**WRITTEN INSTRUCTION**
Could you put the lines below into a numbered list, starting from the first line and ending with the line containing "(97, 50), (122, 68)", skipping blank lines and leaving the pictures out?

**TASK INPUTS**
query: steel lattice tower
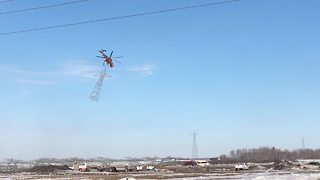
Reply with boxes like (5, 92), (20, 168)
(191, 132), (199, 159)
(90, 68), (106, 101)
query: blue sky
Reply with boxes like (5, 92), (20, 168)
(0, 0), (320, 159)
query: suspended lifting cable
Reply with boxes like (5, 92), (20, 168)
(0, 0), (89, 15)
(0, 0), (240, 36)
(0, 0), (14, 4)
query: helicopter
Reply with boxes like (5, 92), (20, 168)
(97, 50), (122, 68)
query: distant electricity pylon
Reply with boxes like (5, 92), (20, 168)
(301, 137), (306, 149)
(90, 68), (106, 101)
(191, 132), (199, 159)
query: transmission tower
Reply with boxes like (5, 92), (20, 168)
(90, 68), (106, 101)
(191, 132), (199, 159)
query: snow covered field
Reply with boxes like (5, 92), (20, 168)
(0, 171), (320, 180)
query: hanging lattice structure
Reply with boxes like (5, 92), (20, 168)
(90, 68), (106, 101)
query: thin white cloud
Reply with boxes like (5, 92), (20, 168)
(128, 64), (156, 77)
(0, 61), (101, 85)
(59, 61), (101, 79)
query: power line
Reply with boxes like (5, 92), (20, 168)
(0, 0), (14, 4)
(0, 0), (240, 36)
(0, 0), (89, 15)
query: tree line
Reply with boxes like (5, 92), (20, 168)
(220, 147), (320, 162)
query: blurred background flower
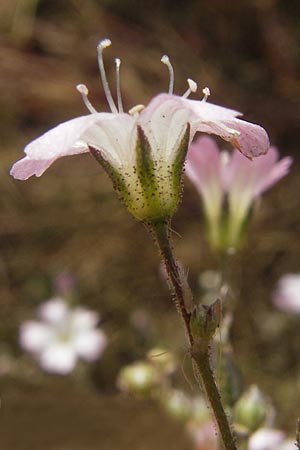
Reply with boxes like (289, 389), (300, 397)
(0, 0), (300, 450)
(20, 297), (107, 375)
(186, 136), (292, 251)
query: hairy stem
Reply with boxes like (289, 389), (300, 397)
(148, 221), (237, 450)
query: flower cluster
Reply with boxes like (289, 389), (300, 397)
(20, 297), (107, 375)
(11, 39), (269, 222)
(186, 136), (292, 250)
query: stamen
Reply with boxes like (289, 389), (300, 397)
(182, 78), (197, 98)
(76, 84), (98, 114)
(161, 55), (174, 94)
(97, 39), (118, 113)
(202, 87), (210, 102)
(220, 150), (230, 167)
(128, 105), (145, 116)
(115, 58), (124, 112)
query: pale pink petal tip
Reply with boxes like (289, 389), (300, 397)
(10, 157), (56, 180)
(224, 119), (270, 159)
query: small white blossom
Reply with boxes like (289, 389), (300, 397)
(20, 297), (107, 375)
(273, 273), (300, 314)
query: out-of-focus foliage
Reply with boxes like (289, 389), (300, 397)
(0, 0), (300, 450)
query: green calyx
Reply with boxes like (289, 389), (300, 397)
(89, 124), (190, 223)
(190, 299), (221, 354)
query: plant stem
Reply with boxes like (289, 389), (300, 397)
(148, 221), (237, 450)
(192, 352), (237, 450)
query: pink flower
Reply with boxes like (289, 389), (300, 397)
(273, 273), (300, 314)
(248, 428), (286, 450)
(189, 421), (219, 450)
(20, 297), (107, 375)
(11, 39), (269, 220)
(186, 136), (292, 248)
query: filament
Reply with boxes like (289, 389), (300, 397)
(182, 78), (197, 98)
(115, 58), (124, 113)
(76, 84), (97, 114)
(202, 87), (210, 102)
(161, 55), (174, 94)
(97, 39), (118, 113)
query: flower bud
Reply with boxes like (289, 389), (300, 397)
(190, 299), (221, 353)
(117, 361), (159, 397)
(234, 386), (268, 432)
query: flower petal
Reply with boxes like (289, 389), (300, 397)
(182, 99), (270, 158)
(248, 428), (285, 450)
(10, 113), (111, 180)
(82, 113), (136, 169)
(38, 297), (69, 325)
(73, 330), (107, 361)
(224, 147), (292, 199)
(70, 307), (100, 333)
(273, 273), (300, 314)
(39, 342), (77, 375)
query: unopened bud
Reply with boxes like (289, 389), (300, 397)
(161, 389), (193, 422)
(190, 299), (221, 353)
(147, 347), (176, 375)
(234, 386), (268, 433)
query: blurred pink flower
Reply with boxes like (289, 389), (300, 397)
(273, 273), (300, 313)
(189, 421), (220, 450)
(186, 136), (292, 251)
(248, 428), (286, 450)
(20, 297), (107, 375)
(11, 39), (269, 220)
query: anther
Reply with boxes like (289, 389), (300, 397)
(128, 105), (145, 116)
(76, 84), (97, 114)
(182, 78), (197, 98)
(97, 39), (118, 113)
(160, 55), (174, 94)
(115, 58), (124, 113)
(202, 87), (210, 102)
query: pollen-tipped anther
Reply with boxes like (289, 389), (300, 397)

**TASK OUTPUT**
1. query: steel lattice tower
2. Reply with boxes like (5, 92), (20, 168)
3. (191, 132), (199, 159)
4. (90, 68), (106, 101)
5. query: blue sky
6. Reply with boxes like (5, 92), (20, 168)
7. (0, 0), (320, 159)
8. query: suspended lifting cable
9. Reply with boxes like (5, 92), (20, 168)
10. (0, 0), (89, 15)
11. (0, 0), (240, 36)
12. (0, 0), (14, 4)
13. query: helicopter
14. Reply with boxes like (5, 92), (20, 168)
15. (97, 50), (122, 68)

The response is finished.